What to do
When you reach the line with "Would you mind marking the man in" in the data below, begin printing lines exactly, and stop once the line with "Would you mind marking the woman wearing" has been printed.

Data records:
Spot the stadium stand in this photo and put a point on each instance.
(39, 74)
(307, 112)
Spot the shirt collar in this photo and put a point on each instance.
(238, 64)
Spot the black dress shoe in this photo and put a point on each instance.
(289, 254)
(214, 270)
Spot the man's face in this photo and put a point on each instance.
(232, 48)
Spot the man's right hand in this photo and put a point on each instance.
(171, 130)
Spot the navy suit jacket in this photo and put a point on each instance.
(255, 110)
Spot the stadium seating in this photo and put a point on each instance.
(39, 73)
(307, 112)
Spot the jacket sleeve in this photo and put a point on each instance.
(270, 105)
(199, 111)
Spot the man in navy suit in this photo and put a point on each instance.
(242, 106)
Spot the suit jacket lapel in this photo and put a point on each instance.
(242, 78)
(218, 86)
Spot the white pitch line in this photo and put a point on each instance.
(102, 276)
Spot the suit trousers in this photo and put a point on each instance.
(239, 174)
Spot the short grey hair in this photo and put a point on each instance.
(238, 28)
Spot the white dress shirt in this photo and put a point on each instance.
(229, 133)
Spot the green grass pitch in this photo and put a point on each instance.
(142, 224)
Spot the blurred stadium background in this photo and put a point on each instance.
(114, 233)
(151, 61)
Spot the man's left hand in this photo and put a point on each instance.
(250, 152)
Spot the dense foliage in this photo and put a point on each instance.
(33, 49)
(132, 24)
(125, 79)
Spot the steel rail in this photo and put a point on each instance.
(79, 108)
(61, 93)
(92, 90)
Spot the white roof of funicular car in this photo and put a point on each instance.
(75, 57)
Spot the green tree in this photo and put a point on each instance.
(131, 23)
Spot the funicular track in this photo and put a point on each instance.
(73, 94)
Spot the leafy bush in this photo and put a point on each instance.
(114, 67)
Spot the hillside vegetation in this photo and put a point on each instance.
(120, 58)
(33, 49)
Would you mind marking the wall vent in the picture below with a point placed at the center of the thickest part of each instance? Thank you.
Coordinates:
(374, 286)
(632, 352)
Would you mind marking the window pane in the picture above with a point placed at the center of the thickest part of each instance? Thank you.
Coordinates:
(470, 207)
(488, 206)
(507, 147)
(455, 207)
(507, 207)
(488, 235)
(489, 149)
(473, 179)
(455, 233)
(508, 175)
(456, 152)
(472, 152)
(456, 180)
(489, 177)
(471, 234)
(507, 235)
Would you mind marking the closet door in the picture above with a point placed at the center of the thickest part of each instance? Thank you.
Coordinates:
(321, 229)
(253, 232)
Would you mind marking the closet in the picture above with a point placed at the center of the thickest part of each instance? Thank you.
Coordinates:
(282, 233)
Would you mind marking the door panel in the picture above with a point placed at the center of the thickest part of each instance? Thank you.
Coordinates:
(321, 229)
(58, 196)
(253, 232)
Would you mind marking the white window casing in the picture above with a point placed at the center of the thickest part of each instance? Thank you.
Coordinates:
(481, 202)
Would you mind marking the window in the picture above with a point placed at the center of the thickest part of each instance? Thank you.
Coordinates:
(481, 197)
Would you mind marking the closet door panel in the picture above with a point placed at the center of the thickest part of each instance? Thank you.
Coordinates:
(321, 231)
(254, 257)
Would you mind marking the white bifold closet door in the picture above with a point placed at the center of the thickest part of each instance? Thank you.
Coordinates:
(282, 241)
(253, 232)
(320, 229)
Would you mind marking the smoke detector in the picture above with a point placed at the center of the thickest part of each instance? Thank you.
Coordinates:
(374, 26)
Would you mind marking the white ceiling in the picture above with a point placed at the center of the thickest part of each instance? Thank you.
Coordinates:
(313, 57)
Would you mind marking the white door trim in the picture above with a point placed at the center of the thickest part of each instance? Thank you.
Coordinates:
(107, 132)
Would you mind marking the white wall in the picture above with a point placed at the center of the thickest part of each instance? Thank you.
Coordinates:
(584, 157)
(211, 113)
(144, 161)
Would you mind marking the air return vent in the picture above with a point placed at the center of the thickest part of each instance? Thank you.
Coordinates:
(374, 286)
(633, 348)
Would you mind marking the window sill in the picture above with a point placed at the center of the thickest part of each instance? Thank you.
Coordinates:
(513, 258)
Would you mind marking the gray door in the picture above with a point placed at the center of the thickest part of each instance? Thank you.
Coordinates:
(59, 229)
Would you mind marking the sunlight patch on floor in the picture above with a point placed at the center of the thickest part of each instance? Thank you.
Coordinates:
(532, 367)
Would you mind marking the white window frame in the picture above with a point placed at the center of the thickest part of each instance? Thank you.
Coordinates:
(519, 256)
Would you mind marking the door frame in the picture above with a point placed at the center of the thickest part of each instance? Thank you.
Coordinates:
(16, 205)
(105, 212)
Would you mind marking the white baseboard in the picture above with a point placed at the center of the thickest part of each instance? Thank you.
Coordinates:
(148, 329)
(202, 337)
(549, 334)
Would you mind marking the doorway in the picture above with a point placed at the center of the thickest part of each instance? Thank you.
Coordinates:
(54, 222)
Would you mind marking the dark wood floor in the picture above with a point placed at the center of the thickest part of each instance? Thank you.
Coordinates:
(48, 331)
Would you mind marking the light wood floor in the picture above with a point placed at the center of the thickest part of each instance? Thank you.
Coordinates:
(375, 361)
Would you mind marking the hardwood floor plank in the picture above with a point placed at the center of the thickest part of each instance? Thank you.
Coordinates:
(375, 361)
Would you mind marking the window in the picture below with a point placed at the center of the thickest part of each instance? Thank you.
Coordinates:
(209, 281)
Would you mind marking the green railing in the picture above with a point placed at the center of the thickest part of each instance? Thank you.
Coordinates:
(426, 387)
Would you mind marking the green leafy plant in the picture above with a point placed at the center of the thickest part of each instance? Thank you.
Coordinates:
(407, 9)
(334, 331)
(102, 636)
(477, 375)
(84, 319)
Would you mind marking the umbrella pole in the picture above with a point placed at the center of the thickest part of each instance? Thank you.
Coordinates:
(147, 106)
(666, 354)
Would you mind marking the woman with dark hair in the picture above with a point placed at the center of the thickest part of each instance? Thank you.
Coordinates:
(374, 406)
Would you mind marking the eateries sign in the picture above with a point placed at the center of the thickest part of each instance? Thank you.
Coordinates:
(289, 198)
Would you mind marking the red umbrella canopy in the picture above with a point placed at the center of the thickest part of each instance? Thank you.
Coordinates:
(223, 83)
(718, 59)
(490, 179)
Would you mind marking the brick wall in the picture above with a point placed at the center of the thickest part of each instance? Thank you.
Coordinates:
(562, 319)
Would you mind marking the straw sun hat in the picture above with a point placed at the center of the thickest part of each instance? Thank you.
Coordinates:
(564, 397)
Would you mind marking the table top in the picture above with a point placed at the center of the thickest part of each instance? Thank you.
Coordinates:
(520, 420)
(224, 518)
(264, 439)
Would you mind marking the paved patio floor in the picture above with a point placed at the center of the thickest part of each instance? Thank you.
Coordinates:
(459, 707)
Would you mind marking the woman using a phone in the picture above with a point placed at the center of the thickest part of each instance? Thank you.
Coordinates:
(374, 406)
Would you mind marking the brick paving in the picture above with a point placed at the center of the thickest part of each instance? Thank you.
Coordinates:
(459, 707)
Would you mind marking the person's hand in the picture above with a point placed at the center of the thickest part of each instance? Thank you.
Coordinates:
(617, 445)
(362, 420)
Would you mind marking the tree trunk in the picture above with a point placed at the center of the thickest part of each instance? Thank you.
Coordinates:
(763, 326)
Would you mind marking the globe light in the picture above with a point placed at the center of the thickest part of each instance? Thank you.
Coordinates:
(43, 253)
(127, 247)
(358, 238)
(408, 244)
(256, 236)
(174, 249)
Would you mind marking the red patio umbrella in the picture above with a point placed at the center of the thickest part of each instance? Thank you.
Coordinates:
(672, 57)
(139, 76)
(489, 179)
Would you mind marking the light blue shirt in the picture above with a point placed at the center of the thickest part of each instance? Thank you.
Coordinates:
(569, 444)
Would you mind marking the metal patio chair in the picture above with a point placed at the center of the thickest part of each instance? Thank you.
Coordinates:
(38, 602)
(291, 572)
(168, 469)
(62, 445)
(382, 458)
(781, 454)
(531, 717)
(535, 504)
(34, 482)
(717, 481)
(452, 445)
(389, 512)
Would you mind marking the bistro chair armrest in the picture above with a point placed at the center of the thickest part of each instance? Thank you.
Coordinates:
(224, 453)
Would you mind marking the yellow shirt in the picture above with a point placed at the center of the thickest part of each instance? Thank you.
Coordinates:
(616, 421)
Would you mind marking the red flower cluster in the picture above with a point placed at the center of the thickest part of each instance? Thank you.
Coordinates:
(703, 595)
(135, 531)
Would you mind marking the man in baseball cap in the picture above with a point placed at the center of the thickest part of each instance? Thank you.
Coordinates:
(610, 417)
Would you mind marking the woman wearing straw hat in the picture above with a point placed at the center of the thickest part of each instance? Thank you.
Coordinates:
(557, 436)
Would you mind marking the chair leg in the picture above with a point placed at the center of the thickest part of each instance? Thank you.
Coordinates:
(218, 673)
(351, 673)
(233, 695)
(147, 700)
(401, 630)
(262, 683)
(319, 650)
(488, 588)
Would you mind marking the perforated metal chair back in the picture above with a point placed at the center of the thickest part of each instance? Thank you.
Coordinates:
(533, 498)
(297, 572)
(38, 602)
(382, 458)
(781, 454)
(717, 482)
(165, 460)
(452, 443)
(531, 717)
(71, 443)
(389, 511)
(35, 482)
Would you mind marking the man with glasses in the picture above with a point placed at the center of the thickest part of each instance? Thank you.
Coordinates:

Exercise response
Would you mind marking the man in baseball cap in the picture above with a point placed at the center of the thickest part of each instance? Thank you.
Coordinates:
(610, 417)
Would you mind marking the woman wearing straw hat in the picture above with a point placed at the center of the thickest part of each instance? Thank you.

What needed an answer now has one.